### Requirement
Write out only the tail of the records, beginning at the line containing "Target: treeline" and including the last line, exactly as written.

### Recorded data
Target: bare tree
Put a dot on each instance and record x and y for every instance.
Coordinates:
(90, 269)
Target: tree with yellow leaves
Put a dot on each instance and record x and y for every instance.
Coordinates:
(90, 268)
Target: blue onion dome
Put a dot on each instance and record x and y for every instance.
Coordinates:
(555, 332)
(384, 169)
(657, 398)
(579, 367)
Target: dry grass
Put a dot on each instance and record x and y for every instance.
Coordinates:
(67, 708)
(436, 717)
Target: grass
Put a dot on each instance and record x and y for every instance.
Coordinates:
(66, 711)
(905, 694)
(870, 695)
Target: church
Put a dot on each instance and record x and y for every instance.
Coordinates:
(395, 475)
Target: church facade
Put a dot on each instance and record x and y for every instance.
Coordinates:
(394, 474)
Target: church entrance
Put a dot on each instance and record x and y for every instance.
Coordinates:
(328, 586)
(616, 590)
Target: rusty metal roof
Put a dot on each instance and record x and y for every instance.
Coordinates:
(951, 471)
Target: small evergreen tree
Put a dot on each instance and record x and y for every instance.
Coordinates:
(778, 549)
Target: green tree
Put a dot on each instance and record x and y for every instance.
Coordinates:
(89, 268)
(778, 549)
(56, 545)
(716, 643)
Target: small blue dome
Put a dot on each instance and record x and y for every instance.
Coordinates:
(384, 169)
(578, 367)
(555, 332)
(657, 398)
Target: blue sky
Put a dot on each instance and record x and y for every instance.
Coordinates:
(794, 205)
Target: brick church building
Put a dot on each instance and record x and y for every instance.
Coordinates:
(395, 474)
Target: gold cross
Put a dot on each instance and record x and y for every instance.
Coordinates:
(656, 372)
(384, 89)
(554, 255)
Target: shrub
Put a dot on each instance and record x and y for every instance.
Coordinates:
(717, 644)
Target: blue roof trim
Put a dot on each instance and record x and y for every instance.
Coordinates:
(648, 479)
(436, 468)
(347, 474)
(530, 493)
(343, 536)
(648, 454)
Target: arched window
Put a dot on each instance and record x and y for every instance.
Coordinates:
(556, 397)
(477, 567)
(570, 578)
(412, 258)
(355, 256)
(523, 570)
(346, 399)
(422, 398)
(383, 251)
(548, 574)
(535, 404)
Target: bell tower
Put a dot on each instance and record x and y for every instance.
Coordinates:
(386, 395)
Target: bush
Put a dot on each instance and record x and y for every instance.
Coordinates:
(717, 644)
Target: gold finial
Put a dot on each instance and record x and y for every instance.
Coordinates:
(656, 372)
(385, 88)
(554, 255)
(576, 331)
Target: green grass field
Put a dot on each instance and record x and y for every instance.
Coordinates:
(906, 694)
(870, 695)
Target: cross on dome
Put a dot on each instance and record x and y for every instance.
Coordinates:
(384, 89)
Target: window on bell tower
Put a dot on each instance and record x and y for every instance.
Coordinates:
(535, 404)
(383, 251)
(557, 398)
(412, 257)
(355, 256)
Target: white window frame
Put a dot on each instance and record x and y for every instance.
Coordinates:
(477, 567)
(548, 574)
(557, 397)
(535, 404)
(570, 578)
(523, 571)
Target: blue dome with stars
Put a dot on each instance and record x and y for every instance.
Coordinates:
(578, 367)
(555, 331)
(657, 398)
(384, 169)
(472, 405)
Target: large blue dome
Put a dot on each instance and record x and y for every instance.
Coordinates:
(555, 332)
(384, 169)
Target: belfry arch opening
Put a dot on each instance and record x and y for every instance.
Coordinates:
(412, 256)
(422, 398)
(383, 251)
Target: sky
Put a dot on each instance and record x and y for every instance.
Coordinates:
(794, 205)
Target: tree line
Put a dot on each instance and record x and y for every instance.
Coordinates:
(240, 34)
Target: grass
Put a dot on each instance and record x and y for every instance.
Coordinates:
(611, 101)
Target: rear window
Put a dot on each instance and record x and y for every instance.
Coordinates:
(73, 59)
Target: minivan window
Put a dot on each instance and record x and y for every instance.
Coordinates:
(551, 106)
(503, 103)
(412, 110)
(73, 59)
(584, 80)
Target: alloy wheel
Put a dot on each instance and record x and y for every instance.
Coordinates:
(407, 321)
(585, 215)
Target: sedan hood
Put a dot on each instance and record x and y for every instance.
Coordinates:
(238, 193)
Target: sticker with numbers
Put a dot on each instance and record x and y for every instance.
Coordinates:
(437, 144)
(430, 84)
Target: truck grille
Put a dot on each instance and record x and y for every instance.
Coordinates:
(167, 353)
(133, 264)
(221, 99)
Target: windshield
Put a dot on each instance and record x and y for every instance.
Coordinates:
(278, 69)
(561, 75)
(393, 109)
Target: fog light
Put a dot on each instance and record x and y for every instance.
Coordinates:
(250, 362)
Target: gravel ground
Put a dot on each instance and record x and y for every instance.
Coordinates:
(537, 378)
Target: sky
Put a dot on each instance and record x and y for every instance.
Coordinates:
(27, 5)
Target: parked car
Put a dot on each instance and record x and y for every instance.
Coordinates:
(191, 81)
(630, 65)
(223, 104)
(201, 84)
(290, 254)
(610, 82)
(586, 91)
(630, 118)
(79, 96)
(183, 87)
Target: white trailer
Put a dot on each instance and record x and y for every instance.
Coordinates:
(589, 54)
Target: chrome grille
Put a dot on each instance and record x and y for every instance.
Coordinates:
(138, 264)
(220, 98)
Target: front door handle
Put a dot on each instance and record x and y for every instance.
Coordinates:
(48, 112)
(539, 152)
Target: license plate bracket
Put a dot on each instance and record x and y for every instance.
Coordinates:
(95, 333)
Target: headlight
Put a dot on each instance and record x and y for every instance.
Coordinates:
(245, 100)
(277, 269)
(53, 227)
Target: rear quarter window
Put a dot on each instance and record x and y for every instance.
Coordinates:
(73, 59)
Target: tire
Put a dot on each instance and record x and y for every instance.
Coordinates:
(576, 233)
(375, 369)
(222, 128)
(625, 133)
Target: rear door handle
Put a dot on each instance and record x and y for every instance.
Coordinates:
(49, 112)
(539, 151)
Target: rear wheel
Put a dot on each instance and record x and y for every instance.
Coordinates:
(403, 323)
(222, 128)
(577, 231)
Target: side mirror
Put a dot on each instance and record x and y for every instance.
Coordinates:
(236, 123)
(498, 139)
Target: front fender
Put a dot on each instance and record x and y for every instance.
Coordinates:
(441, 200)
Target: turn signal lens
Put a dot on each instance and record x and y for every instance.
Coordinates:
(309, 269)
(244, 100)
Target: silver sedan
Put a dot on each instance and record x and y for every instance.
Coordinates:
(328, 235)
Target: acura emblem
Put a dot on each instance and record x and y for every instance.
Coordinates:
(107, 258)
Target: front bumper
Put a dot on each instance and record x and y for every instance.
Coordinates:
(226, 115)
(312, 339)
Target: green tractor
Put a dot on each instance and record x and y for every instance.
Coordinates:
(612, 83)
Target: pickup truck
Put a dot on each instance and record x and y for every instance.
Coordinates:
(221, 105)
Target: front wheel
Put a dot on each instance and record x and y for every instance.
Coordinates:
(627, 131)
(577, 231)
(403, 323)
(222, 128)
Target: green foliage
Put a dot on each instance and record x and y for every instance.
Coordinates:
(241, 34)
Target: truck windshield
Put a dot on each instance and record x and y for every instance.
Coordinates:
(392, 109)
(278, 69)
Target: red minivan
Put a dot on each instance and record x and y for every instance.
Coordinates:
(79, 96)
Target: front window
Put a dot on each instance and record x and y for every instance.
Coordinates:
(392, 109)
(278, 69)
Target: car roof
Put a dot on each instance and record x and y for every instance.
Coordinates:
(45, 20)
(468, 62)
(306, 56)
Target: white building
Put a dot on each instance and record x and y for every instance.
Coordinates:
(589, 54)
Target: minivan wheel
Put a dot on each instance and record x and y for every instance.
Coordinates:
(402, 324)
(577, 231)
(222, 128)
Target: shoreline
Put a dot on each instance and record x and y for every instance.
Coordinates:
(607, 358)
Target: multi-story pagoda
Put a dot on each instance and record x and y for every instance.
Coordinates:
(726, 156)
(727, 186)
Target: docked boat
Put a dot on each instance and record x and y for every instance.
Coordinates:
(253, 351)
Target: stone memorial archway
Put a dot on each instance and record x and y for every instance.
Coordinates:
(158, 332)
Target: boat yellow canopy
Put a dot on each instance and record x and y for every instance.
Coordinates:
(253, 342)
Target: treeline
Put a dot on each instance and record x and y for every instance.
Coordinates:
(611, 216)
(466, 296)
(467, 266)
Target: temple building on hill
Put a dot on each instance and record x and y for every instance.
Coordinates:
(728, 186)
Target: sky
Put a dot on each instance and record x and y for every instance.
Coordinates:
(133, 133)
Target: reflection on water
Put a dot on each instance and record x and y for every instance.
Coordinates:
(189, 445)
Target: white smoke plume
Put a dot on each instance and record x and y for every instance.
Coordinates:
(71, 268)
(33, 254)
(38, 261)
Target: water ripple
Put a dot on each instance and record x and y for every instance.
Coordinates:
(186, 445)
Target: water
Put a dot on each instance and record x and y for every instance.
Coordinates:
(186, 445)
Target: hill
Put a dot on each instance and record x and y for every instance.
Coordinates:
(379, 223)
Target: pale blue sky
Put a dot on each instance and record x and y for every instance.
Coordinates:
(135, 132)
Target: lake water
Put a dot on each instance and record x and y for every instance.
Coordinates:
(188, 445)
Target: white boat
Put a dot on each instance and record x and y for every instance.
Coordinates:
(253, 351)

### Correct output
Target: treeline
Put a dot on each instance and record x and y for every instance.
Coordinates:
(611, 216)
(466, 296)
(467, 266)
Target: temple building on hill
Put a dot on each instance and record x and y for every instance.
Coordinates:
(728, 186)
Target: sky
Put a dot on each instance and record x and y for every instance.
Coordinates:
(133, 133)
Target: reflection on water
Put a dot on each instance and record x and y for every instance.
Coordinates:
(189, 445)
Target: white smoke plume
Put a dot on each instance and record x and y for every instance.
Coordinates:
(71, 268)
(33, 254)
(38, 261)
Target: water ripple
Put a dot on each instance and record x and y for every instance.
Coordinates:
(186, 445)
Target: water
Put a dot on each instance and record x and y for every instance.
Coordinates:
(186, 445)
Target: hill
Put a dot on each instance and record x and y for every instance.
Coordinates:
(379, 223)
Target: pale blue sky
Put a dot on each instance and record x and y for every instance.
Coordinates:
(135, 132)
Target: lake water
Put a dot on each instance and record x and y for every instance.
Coordinates:
(188, 445)
Target: white boat
Put a dot on each instance and record x and y for every instance.
Coordinates:
(253, 351)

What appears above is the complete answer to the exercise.